Directions for this task: Copy out the listing that follows exactly, dropping every picture.
=======
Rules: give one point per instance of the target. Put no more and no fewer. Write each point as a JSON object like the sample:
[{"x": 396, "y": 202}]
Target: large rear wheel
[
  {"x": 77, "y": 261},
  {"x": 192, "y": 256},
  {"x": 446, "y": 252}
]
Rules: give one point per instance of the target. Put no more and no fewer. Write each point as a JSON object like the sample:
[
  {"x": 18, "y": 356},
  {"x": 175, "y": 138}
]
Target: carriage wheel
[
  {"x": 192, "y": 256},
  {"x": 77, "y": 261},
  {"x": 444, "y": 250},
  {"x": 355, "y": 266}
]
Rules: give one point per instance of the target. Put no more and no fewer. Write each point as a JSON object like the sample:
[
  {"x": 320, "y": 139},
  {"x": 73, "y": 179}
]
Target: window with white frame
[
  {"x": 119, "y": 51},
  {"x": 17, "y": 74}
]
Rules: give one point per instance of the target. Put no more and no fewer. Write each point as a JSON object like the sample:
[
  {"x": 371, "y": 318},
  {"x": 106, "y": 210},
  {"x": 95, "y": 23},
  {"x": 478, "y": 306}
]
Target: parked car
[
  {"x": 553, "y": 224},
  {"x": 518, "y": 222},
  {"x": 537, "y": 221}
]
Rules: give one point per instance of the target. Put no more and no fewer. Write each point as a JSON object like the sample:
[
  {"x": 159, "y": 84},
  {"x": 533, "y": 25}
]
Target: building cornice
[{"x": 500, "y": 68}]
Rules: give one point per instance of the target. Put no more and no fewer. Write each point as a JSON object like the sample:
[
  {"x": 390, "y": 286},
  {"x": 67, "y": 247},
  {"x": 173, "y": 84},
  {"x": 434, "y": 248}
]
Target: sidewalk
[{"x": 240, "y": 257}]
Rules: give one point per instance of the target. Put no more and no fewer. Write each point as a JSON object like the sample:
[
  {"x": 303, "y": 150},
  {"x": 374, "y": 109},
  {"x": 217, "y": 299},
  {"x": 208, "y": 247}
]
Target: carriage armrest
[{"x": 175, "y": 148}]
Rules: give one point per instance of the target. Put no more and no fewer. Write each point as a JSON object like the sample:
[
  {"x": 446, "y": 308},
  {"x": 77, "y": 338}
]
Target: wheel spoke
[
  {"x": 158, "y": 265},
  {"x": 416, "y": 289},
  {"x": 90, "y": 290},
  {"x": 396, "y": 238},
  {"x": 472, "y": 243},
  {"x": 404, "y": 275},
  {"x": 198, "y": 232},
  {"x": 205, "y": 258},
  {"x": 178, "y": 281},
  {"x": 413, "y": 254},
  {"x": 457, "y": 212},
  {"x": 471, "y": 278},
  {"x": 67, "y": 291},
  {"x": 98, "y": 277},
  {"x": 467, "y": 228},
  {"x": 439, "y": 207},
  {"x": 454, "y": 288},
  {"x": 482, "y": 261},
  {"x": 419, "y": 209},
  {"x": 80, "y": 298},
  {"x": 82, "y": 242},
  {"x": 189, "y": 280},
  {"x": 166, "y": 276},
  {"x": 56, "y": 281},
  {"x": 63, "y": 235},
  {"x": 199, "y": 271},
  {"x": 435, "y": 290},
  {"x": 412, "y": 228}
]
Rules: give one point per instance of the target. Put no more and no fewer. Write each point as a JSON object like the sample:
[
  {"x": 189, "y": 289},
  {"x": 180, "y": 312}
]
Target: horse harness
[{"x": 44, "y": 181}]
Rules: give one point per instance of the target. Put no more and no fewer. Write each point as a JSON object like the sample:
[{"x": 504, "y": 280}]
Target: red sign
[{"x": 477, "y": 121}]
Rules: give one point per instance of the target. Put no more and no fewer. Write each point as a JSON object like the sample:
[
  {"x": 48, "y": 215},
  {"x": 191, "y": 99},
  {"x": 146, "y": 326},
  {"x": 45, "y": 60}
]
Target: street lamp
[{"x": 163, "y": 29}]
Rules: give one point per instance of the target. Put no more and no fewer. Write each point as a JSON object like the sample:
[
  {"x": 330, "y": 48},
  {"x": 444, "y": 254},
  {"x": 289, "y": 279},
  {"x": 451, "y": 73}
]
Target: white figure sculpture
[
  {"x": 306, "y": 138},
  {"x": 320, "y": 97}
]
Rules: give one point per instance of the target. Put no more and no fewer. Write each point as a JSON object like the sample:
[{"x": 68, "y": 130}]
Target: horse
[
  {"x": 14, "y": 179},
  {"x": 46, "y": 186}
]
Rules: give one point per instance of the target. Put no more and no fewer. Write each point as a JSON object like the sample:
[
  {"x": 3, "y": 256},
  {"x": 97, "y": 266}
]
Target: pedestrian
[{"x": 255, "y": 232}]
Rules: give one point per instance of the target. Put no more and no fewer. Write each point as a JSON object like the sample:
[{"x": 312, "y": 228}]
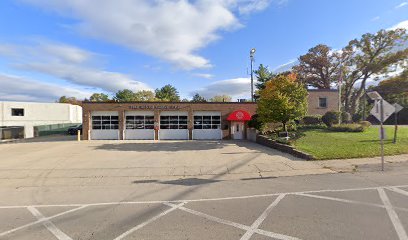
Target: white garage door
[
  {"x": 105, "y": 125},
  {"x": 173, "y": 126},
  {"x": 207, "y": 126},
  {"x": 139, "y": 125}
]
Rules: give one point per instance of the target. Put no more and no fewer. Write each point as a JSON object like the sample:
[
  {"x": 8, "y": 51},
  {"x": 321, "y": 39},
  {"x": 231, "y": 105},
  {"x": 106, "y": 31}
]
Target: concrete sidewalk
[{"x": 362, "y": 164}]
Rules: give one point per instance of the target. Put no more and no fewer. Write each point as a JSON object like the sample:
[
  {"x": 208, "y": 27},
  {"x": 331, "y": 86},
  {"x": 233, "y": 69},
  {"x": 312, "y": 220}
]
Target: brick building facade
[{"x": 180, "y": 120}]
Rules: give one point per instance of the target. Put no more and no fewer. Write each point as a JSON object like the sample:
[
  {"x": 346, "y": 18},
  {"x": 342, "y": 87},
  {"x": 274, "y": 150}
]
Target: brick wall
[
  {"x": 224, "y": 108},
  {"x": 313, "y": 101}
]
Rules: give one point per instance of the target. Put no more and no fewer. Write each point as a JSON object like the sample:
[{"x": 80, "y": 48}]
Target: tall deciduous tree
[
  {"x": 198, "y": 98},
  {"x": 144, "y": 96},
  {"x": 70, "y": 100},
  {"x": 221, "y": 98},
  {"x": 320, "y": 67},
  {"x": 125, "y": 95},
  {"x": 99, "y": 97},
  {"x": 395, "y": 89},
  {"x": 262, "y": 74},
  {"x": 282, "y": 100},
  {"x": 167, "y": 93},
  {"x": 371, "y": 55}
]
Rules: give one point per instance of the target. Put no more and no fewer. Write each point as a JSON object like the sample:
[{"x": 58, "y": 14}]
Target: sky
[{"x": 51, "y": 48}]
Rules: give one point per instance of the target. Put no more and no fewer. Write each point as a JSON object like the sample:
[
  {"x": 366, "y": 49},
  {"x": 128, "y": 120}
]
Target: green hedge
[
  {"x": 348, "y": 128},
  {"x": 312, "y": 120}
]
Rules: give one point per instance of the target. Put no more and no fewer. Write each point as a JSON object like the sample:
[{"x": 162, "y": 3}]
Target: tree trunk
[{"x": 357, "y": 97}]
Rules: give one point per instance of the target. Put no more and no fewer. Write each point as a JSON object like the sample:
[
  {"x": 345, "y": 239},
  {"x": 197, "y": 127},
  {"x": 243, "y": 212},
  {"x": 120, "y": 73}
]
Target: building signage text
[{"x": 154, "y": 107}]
=======
Reply:
Rules: give one point per instance of the target. Put no more and no fewer. Write each point as a JSON object like the sample:
[{"x": 396, "y": 202}]
Target: large rear wheel
[
  {"x": 77, "y": 261},
  {"x": 192, "y": 256},
  {"x": 446, "y": 252}
]
Rules: give one point per instance of the target. Put no more and no fewer. Write each point as a JSON object like the sample:
[
  {"x": 18, "y": 356},
  {"x": 175, "y": 138}
]
Target: carriage wheel
[
  {"x": 192, "y": 256},
  {"x": 77, "y": 261},
  {"x": 444, "y": 250},
  {"x": 355, "y": 266}
]
Rules: give one point per instance of the target. Put no more and no fewer. Write each point as a JSON object like the sample:
[
  {"x": 320, "y": 139},
  {"x": 73, "y": 179}
]
Target: window with white frame
[
  {"x": 119, "y": 51},
  {"x": 17, "y": 74}
]
Rules: give one point per instance of the target. Put no more and no fewer. Write each point as a JSON object like the sample:
[
  {"x": 371, "y": 318},
  {"x": 106, "y": 210},
  {"x": 95, "y": 23},
  {"x": 478, "y": 306}
]
Target: parked car
[
  {"x": 553, "y": 224},
  {"x": 518, "y": 222},
  {"x": 537, "y": 221}
]
Rules: give one point per instance of the target. Put no more and no fewer. Write each point as a JSON object like the sample:
[
  {"x": 159, "y": 84},
  {"x": 533, "y": 25}
]
Target: building cornice
[{"x": 500, "y": 68}]
Rules: give one point per instance of the target. Put no more and no fewer. Write each point as a JSON object like the sample:
[
  {"x": 390, "y": 286},
  {"x": 67, "y": 247},
  {"x": 173, "y": 84},
  {"x": 434, "y": 248}
]
Target: sidewalk
[{"x": 240, "y": 257}]
Rules: give one point per instance of the target. Put no more and no fewer. Write each point as a JSON object like the sample:
[
  {"x": 303, "y": 150},
  {"x": 374, "y": 109},
  {"x": 217, "y": 299},
  {"x": 208, "y": 247}
]
Target: carriage armrest
[{"x": 175, "y": 148}]
Rules: give one point per instance of the target. Put no more and no fewer. Write each point as a JSON object like the sample:
[
  {"x": 446, "y": 308},
  {"x": 77, "y": 338}
]
Target: wheel spoke
[
  {"x": 158, "y": 265},
  {"x": 416, "y": 289},
  {"x": 90, "y": 290},
  {"x": 396, "y": 238},
  {"x": 472, "y": 243},
  {"x": 404, "y": 275},
  {"x": 198, "y": 232},
  {"x": 205, "y": 258},
  {"x": 178, "y": 281},
  {"x": 413, "y": 254},
  {"x": 457, "y": 212},
  {"x": 471, "y": 278},
  {"x": 67, "y": 291},
  {"x": 98, "y": 277},
  {"x": 467, "y": 228},
  {"x": 439, "y": 207},
  {"x": 454, "y": 288},
  {"x": 482, "y": 261},
  {"x": 419, "y": 209},
  {"x": 80, "y": 298},
  {"x": 82, "y": 242},
  {"x": 189, "y": 280},
  {"x": 166, "y": 276},
  {"x": 56, "y": 281},
  {"x": 63, "y": 235},
  {"x": 199, "y": 271},
  {"x": 435, "y": 290},
  {"x": 412, "y": 228}
]
Rules: give one point per instance of the target. Put no more and no fewer. Write each point as a JSON object like the sample:
[
  {"x": 189, "y": 289},
  {"x": 180, "y": 312}
]
Target: horse harness
[{"x": 44, "y": 181}]
Rules: give one point per instance of the target. Put no more and no fewer. Write each point as a JSON object like the sample:
[{"x": 504, "y": 280}]
Target: red sign
[{"x": 477, "y": 121}]
Rules: give one point per instance of the target. Put no more and no fewer. Write each point as a JSON object like the sample:
[
  {"x": 48, "y": 215},
  {"x": 191, "y": 99},
  {"x": 146, "y": 326},
  {"x": 45, "y": 60}
]
Target: street lamp
[{"x": 163, "y": 29}]
Rules: give one point per instance of the target. Put no more and no fewer. Write each point as a JSON object like the sample:
[
  {"x": 330, "y": 48},
  {"x": 444, "y": 254},
  {"x": 289, "y": 279},
  {"x": 451, "y": 73}
]
Target: white figure sculpture
[
  {"x": 306, "y": 138},
  {"x": 320, "y": 97}
]
Rules: give one point per instance of the target. Put no more and no fewer. Write each point as a JSON object like the sample:
[{"x": 68, "y": 130}]
Target: horse
[
  {"x": 14, "y": 179},
  {"x": 46, "y": 186}
]
Rules: give one point per instance of the target. Put no more and no fewer. Write each point as a JSON object like the sample:
[
  {"x": 3, "y": 256},
  {"x": 97, "y": 266}
]
Target: pedestrian
[{"x": 255, "y": 232}]
Rules: give one point per instance of the target. Put no more and no fewer. Write each point as a JSON object like the sample:
[{"x": 312, "y": 228}]
Target: white garage door
[
  {"x": 105, "y": 125},
  {"x": 173, "y": 126},
  {"x": 207, "y": 126},
  {"x": 139, "y": 125}
]
Rules: give one point per instance of the target. Put no more and no fewer. Write each point as a JSON object like the sample:
[
  {"x": 8, "y": 51},
  {"x": 321, "y": 39},
  {"x": 231, "y": 105},
  {"x": 106, "y": 31}
]
Target: concrete sidewalk
[{"x": 362, "y": 164}]
Rules: give one point per instance of the target. Put no more and no fewer. Write each point as a JSON object like the sample:
[
  {"x": 208, "y": 27},
  {"x": 331, "y": 86},
  {"x": 233, "y": 69},
  {"x": 312, "y": 220}
]
Target: brick building facade
[{"x": 180, "y": 120}]
Rules: give one point per instance of the target. Put no more and no fewer. Write each point as a JSON object like the sample:
[
  {"x": 346, "y": 18},
  {"x": 342, "y": 87},
  {"x": 274, "y": 150}
]
Target: brick wall
[
  {"x": 224, "y": 108},
  {"x": 313, "y": 101}
]
Rules: give one point per instance of the target. Put no more and no fewer. Write each point as a JSON object like the sample:
[{"x": 80, "y": 48}]
Target: tall deciduous tree
[
  {"x": 198, "y": 98},
  {"x": 144, "y": 96},
  {"x": 70, "y": 100},
  {"x": 221, "y": 98},
  {"x": 320, "y": 67},
  {"x": 125, "y": 95},
  {"x": 99, "y": 97},
  {"x": 395, "y": 89},
  {"x": 262, "y": 74},
  {"x": 282, "y": 100},
  {"x": 167, "y": 93},
  {"x": 371, "y": 55}
]
Rules: give one point per instance of the target. Put no more and no fewer. Write each point as a JSON object like the sample:
[{"x": 58, "y": 14}]
Target: sky
[{"x": 51, "y": 48}]
Rules: give one point per instance of the target. Put no more and no fewer. Write each point as a JSON object like the sample:
[
  {"x": 366, "y": 49},
  {"x": 128, "y": 120}
]
Target: green hedge
[
  {"x": 348, "y": 128},
  {"x": 312, "y": 120}
]
Rules: give one point per instance of the target. Put no more and no fewer. Write each point as a JSON object like the sample:
[{"x": 162, "y": 3}]
Target: tree trunk
[{"x": 357, "y": 97}]
Rules: give one point per instance of the target. Put no more and no fewer. Write each point as a JSON object like the sample:
[
  {"x": 345, "y": 239},
  {"x": 197, "y": 127},
  {"x": 243, "y": 212},
  {"x": 120, "y": 73}
]
Target: building signage text
[{"x": 154, "y": 107}]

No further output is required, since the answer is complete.